**OBJECTIVE 1:** For the ENGLISH 113 course description below, say whether each statement agrees with it: (a) The course centres on work by British and American writers such as Stevenson and Melville. (b) Derek Walcott is from St Lucia. (c) Most of the authors studied are contemporary. Answer each with yes or no and quote the deciding words.
**OBJECTIVE 2:**
Use the ENGLISH 113 course description below to answer each question:
(a) Which two regions does the course focus on?
(b) Whose comment serves as the course's starting point?
(c) What year is the archived course information from?
**OBJECTIVE 3:** Go on with the ENGLISH 113 course description below, starting after its final sentence.

**EXCERPTED TEXT:**
━━━━━━━━━━
ENGLISH 113

Global South: New World Texts


Please note: this is archived course information from 2022 for ENGLISH 113.

Description

Global South: New World Texts’ introduces cross-disciplinary study of transnational texts in English from the Global South, with a focus on prose and poetry from the Caribbean and the South Pacific. In both regions, the local history of writing is extensive and includes notable texts that reflect diverse cultural origins, but also a sharp sense of the new.  These literatures are shaped in part by shifting engagement with colonial histories and the implications of new languages, religions and political structures, as well as warfare and slavery. 

 

Early representations of this history occur in writings of British and American writers like R. L. Stevenson and Herman Melville. This course, however, centres on work from writers within the Global South, and on texts that are written in English, but speak of local forms of culture that incorporate European inheritances and local, archipelagic experience.  Our starting point is Joseph Brodsky’s comment on the new literature of the English West Indies: ‘the outskirts are not where the world ends – they are precisely where it begins to unfurl.’

 

Writers studied include two key poets with broad cultural influence: New Zealander Allen Curnow (1911– 2001) and the Nobel-winning St Lucian writer Derek Walcott (1930–2017). Most of the authors studied are contemporary. New Zealand writers range from indigenous trailblazers (Witi Ihimaera, Patricia Grace) to literary icon Maurice Gee to contemporary Māori writers of short fiction and creative nonfiction, Alice Tawhai and Nic Low. Alongside these writers we will read Samoan novelist Sia Figiel, and the celebrated diasporic Caribbean writers Jamaica Kincaid (Antigua/US), Edwidge Danticat (Haitit/US) and David Chariandy (Trinidad/Canada)
━━━━━━━━━━
**LISTED RECORDS:**

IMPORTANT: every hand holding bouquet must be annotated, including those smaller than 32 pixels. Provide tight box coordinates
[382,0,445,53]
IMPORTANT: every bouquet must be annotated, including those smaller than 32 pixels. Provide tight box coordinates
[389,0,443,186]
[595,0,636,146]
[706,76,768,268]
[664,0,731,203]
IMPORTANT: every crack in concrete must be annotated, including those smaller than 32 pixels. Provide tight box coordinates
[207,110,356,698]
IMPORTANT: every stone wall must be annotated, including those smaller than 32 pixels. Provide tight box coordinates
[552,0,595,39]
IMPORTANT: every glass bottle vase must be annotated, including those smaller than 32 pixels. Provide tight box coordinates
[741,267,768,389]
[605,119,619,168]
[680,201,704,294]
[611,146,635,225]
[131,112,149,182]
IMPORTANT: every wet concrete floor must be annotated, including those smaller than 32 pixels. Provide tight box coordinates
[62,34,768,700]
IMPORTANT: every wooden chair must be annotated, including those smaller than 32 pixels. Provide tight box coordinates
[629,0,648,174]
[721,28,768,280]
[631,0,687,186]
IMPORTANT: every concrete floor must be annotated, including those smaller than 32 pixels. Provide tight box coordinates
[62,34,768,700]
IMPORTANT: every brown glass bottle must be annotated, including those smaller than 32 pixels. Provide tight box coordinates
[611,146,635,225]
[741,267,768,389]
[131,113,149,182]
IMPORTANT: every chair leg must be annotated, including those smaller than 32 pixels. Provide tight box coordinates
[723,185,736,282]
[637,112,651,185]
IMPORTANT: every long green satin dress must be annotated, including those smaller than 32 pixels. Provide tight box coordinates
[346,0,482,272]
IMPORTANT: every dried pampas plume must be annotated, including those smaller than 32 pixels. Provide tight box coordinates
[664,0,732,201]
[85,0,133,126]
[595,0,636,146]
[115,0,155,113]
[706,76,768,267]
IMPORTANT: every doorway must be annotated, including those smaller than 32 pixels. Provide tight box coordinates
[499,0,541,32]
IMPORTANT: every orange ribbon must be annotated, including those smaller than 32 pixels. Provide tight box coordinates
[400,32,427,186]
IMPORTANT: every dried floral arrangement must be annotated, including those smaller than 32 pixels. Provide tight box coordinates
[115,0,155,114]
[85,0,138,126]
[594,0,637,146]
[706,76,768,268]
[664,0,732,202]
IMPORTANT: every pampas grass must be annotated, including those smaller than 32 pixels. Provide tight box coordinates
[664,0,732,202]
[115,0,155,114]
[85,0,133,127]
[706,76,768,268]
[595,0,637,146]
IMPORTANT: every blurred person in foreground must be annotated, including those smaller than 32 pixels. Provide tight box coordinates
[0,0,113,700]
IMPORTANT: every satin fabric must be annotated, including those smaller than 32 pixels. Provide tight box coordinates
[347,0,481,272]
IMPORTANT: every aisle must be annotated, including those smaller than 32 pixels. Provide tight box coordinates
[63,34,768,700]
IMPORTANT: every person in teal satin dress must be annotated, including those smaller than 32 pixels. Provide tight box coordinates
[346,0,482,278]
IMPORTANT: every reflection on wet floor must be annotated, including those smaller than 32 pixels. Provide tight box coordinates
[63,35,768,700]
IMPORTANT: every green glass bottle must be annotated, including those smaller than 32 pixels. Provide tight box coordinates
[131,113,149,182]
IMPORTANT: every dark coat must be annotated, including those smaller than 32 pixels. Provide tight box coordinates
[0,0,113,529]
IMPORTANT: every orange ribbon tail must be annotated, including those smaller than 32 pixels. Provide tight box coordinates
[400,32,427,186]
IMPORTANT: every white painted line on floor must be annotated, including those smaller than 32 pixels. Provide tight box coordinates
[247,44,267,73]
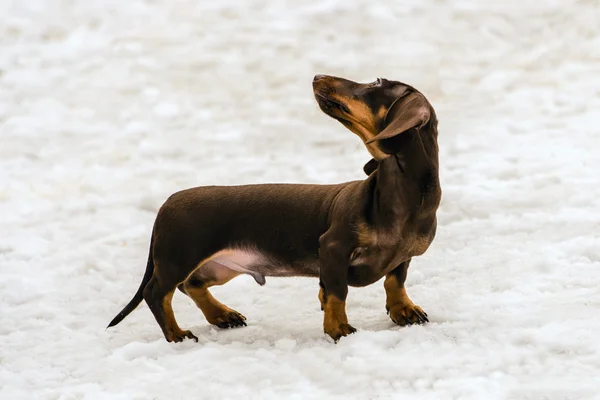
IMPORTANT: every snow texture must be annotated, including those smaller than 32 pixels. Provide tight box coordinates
[0,0,600,400]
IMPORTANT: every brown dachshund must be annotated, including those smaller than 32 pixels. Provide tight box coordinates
[109,75,441,342]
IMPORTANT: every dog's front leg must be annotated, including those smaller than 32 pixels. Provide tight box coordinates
[319,232,356,342]
[383,259,429,326]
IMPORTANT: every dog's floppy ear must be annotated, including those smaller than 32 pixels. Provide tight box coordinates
[366,92,431,144]
[363,158,379,175]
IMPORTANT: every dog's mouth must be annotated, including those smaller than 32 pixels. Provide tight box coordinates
[315,91,350,120]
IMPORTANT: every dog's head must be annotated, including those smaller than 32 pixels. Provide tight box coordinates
[313,75,437,160]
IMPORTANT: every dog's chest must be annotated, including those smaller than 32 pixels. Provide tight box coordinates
[349,222,435,286]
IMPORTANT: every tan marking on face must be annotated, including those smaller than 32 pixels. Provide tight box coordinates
[332,96,388,160]
[377,106,388,121]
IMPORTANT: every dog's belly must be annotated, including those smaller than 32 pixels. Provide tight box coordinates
[190,249,319,285]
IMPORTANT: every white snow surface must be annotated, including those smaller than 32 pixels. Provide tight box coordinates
[0,0,600,400]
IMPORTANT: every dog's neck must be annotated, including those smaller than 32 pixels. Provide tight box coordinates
[364,130,439,226]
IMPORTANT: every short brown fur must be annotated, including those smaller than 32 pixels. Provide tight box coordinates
[109,75,441,342]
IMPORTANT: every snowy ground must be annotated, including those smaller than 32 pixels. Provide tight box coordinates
[0,0,600,400]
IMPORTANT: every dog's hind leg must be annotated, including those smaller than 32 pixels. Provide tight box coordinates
[144,274,198,342]
[182,261,246,328]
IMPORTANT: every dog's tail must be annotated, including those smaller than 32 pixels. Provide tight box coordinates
[106,232,154,329]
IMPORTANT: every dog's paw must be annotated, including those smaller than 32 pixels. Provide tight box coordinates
[167,330,198,343]
[211,310,246,329]
[388,304,429,326]
[324,323,356,343]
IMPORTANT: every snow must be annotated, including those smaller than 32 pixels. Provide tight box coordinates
[0,0,600,399]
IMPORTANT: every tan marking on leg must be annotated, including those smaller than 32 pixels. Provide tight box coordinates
[184,282,246,328]
[162,290,198,342]
[323,294,356,342]
[319,288,325,311]
[383,274,429,326]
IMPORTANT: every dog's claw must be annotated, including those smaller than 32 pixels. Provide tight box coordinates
[214,311,248,329]
[388,304,429,326]
[167,331,198,343]
[325,324,356,343]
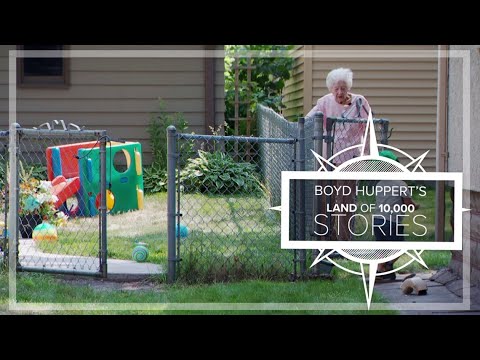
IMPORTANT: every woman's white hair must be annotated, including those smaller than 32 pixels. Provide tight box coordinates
[327,68,353,91]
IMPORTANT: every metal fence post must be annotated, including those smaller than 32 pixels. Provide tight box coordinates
[99,131,107,278]
[380,121,388,145]
[312,112,325,275]
[325,118,335,240]
[296,117,307,276]
[167,126,178,283]
[6,123,19,272]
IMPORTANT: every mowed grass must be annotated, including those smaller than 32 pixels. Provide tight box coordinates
[0,272,397,315]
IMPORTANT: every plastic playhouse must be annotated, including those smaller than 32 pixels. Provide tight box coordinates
[46,141,143,216]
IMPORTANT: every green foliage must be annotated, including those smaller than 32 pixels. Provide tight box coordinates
[180,150,265,194]
[225,45,294,133]
[143,99,188,193]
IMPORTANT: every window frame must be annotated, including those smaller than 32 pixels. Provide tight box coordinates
[17,45,70,88]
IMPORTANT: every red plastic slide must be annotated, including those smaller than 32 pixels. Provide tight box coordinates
[51,175,80,209]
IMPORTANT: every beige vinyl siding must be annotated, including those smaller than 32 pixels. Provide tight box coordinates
[282,45,305,120]
[285,45,437,171]
[0,45,225,163]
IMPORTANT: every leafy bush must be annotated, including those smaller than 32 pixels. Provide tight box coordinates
[143,99,188,193]
[225,45,295,134]
[180,150,266,194]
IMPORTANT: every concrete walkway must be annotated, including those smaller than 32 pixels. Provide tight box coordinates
[19,239,165,280]
[375,269,480,315]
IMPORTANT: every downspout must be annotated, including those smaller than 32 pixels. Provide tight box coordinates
[205,45,216,134]
[435,45,448,241]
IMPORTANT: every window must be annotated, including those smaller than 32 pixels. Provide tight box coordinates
[17,45,70,87]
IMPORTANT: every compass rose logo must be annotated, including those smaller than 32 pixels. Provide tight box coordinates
[272,112,468,309]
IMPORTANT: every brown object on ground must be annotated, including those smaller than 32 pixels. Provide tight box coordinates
[400,276,427,295]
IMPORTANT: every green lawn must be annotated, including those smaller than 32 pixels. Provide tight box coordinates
[0,272,397,315]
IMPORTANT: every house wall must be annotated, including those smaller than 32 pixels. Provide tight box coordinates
[0,45,225,163]
[282,45,312,121]
[447,45,480,286]
[284,45,437,171]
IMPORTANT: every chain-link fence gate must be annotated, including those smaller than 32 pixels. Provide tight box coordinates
[2,128,108,277]
[168,128,296,282]
[167,106,388,282]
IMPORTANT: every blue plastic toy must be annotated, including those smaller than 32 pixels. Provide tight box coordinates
[132,245,148,262]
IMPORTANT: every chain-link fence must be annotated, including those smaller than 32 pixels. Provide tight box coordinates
[0,131,9,268]
[257,106,389,274]
[2,128,107,276]
[168,129,296,282]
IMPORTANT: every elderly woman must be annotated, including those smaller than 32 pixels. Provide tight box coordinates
[307,68,370,240]
[307,68,370,165]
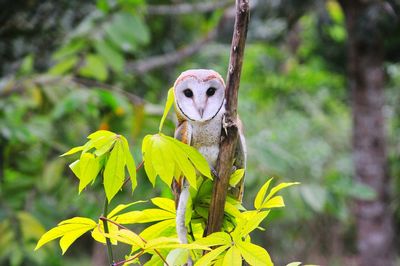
━━━━━━━━━━
**WRITTEN REPLY 1:**
(a) No: "This course, however, centres on work from writers within the Global South"
(b) Yes: "the Nobel-winning St Lucian writer Derek Walcott (1930–2017)"
(c) Yes: "Most of the authors studied are contemporary."

**WRITTEN REPLY 2:**
(a) The Caribbean and the South Pacific
(b) Joseph Brodsky's
(c) 2022

**WRITTEN REPLY 3:**
 

The course explores local varieties of the cosmopolitan, tensions between and within cultures, and changing currents in interpreting ‘global culture’ through literature in English.

It aims to foster critical understanding of local cultures and local literatures within the dominant cultural traditions of northern hemisphere English-language cultures. Students will be introduced to a body of theory that interrogates postcolonial experiences and cultures; develop skills in critical reading and writing; and gain greater understanding of regional and global issues, histories and artistic production.

 

Assessment: 

 

Course work + exam

Availability 2022

Not taught in 2022

Lecturer(s)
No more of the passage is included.